- _Your instructions_:
Would you transcribe the data word for word?

+++ Listed records

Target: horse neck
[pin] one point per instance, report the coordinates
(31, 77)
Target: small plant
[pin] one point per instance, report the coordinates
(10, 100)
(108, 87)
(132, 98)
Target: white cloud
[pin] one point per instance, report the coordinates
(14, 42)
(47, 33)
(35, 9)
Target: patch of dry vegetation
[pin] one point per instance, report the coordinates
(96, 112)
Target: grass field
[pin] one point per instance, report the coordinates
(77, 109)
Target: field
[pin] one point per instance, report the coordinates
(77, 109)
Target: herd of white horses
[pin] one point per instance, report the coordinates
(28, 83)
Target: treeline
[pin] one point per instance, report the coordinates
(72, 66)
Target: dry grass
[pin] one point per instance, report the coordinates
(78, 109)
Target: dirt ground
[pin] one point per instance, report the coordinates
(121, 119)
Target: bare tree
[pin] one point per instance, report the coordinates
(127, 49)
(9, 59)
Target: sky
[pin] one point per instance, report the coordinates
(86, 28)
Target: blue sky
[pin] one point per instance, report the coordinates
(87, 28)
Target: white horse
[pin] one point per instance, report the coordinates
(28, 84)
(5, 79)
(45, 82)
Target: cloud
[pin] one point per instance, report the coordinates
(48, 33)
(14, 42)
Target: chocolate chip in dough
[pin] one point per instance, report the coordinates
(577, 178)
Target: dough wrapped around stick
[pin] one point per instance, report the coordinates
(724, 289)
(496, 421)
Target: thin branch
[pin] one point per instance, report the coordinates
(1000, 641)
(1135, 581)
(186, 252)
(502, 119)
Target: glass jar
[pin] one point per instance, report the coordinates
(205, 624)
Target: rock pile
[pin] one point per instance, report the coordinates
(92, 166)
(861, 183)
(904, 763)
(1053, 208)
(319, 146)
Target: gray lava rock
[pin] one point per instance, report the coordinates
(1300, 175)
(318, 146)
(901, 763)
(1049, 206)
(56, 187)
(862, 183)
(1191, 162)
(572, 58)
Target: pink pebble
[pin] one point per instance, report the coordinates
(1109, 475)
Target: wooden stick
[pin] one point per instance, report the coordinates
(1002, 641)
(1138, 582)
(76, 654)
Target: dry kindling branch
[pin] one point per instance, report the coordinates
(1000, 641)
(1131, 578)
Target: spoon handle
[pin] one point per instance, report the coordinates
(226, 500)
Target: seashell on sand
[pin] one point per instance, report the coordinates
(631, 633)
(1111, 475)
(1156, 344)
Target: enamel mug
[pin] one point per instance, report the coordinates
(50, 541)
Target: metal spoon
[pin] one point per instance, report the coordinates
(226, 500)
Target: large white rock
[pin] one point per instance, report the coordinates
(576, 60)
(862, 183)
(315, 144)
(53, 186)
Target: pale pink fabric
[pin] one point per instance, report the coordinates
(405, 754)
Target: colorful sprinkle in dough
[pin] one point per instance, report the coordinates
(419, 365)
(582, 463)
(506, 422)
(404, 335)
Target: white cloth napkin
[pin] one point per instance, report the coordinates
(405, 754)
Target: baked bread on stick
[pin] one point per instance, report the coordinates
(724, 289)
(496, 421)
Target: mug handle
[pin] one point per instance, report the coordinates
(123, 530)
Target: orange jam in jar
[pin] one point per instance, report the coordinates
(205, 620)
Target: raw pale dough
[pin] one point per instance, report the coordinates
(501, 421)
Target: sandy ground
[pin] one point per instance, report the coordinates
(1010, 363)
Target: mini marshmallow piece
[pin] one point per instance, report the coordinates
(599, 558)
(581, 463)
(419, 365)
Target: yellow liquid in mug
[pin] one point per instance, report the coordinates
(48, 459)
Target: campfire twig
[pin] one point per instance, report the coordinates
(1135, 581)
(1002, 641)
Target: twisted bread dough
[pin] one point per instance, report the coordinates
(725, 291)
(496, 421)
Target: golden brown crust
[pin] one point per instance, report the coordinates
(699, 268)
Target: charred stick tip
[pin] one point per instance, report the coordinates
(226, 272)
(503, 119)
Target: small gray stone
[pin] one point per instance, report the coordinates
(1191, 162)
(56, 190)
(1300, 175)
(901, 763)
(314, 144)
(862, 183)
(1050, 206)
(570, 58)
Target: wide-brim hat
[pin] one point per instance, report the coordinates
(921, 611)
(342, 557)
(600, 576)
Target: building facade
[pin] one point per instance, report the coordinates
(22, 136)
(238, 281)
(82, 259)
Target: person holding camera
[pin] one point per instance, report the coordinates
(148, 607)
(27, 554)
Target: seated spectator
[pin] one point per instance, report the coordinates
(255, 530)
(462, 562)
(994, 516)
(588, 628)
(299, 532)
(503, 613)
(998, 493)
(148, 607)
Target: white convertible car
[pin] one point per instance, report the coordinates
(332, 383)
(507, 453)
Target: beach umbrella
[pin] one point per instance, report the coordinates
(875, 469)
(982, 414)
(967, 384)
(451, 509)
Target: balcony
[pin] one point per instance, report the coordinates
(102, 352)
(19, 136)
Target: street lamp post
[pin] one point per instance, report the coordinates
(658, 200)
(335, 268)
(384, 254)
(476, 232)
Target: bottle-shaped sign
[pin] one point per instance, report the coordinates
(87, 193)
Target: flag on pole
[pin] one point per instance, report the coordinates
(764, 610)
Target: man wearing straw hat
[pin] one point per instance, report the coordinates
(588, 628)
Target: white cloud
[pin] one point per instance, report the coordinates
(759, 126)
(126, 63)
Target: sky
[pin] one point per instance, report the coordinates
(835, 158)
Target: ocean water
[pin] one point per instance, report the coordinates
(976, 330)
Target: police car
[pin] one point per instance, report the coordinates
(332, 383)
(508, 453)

++++++

- _Answer to this task_:
Target: horse neck
[pin] one point per instance, report the coordinates
(31, 77)
Target: small plant
[pin] one point per instance, report the coordinates
(10, 100)
(108, 87)
(132, 98)
Target: white cloud
[pin] one point per instance, report the coordinates
(14, 42)
(47, 33)
(35, 9)
Target: patch of dry vegetation
[pin] one point per instance, report the coordinates
(96, 112)
Target: grass field
[pin] one point per instance, report the coordinates
(77, 109)
Target: field
[pin] one point per instance, report the coordinates
(77, 109)
Target: herd of white horses
[pin] one point per instance, report the coordinates
(28, 83)
Target: treeline
[pin] one point per instance, report the coordinates
(72, 66)
Target: dry grass
[pin] one point per instance, report the coordinates
(78, 109)
Target: dirt ground
[pin] one point per instance, report the coordinates
(121, 119)
Target: bare tree
[pin] one point per instance, report the coordinates
(127, 49)
(9, 59)
Target: sky
[pin] one point per instance, report the coordinates
(86, 28)
Target: blue sky
[pin] one point per instance, report the coordinates
(87, 28)
Target: white horse
[pin] one point per instance, report the coordinates
(28, 84)
(5, 79)
(45, 82)
Target: cloud
[pin] one point per instance, report the coordinates
(48, 33)
(14, 42)
Target: chocolate chip in dough
[pin] one point per instance, report the coordinates
(577, 178)
Target: dough wrapped around stick
[pin] one point per instance, report the coordinates
(724, 289)
(496, 421)
Target: thin branch
[pin] one point per instance, report the coordinates
(1000, 641)
(1135, 581)
(186, 252)
(502, 119)
Target: glass jar
[pin] one point per instance, report the coordinates
(205, 624)
Target: rock pile
[pin] one point per instance, report the coordinates
(92, 166)
(861, 183)
(904, 763)
(1053, 208)
(319, 146)
Target: gray lava rock
[pin] one point per instance, report the coordinates
(1300, 175)
(318, 146)
(901, 763)
(1049, 206)
(56, 187)
(862, 183)
(1191, 162)
(572, 58)
Target: pink pebble
[pin] one point per instance, report the coordinates
(1109, 475)
Target: wooden stick
[pin] one point per instance, report the coordinates
(1002, 641)
(1138, 582)
(76, 654)
Target: dry kindling branch
[pin] one point per instance, report the coordinates
(1000, 641)
(1131, 578)
Target: spoon handle
[pin] one point per instance, report the coordinates
(226, 500)
Target: seashell on sand
[pin] one point per instance, report the coordinates
(631, 633)
(1111, 475)
(1156, 344)
Target: enamel mug
[pin] one point per instance, report the coordinates
(50, 541)
Target: metal spoon
[pin] one point per instance, report the coordinates
(226, 500)
Target: large white rock
[pin] one point per instance, report the coordinates
(576, 60)
(862, 183)
(315, 144)
(53, 186)
Target: pale pink fabric
[pin] one point per instance, report the coordinates
(405, 754)
Target: colorful sprinkle in dough
[pin] one point per instance, report the coordinates
(419, 365)
(582, 463)
(506, 422)
(404, 335)
Target: white cloth napkin
[pin] one point per instance, report the coordinates
(405, 754)
Target: baked bread on stick
[pin] one point per instance, report the coordinates
(724, 289)
(496, 421)
Target: mug handle
[pin] one point per instance, report the coordinates
(123, 530)
Target: orange jam in jar
[pin] one point per instance, report the coordinates
(205, 620)
Target: raw pale dough
[pin] one point per instance, report the coordinates
(501, 421)
Target: sandy ground
[pin] one point per instance, report the coordinates
(1010, 363)
Target: mini marshmallow piece
[pin] one point per instance, report the coordinates
(599, 558)
(581, 463)
(419, 365)
Target: yellow liquid in mug
[pin] one point per instance, report the coordinates
(48, 459)
Target: campfire twig
[pin] one point per instance, report the coordinates
(1135, 581)
(1002, 641)
Target: twisted bread dough
[pin] one point per instance, report the coordinates
(725, 291)
(496, 421)
Target: golden brown crust
[pin] one point per instance, report the coordinates
(699, 268)
Target: charred stick tip
[pin] one point per instance, report the coordinates
(226, 272)
(503, 119)
Target: small gray stone
[pin] one point per instance, report the coordinates
(1191, 162)
(56, 190)
(1300, 175)
(901, 763)
(314, 144)
(862, 183)
(1050, 206)
(570, 58)
Target: wide-brim hat
[pin] one point per instance, report the coordinates
(921, 611)
(342, 557)
(600, 576)
Target: building facade
[pin] one point per instance, report the coordinates
(22, 136)
(238, 281)
(82, 259)
Target: person holding camera
[pin] one point per instance, report the coordinates
(148, 607)
(27, 554)
Target: seated spectator
[pin] one point per instance, report the coordinates
(255, 530)
(462, 562)
(994, 516)
(588, 628)
(299, 532)
(503, 613)
(998, 493)
(148, 607)
Target: white convertible car
[pin] one point per instance, report the coordinates
(332, 383)
(507, 453)
Target: beach umbrella
[pin] one point per instance, report the coordinates
(875, 469)
(982, 414)
(967, 384)
(451, 509)
Target: balcony
[pin] one point per instance, report the coordinates
(102, 352)
(19, 136)
Target: street lamp post
[pin] one point per instance, report the coordinates
(658, 200)
(335, 268)
(384, 254)
(476, 232)
Target: bottle-shaped sign
[pin] one point per instance, report the coordinates
(87, 193)
Target: flag on pole
[pin] one point per instance, report the coordinates
(764, 610)
Target: man wearing straw hat
[pin] one point per instance, report the coordinates
(588, 628)
Target: white cloud
[pin] one point per instance, report the coordinates
(759, 126)
(126, 63)
Target: sky
[pin] one point per instance, report the coordinates
(835, 158)
Target: ocean water
[pin] one point per instance, report the coordinates
(976, 330)
Target: police car
[pin] one point per instance, report the coordinates
(332, 383)
(508, 453)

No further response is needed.